» **DATA PROVIDED**
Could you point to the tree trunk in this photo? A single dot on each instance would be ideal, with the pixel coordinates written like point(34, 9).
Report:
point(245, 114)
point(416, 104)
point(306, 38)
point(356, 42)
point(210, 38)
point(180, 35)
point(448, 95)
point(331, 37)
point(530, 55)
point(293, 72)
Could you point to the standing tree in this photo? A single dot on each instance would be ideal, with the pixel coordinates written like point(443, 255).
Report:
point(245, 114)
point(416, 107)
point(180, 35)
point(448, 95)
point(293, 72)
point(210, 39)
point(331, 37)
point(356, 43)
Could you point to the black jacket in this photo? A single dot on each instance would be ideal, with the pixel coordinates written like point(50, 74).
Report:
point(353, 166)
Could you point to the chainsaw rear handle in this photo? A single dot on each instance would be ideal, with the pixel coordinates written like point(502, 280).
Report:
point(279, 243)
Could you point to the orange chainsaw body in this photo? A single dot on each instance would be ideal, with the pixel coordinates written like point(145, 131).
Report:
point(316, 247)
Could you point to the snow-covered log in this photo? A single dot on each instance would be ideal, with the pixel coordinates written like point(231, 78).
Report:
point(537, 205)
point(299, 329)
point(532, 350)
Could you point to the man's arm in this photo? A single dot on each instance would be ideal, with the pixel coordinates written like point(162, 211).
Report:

» **GOAL OF THE EXERCISE**
Only the number of lines above that contain "tree" should be given as the answer.

» **EXERCISE OUTPUT**
2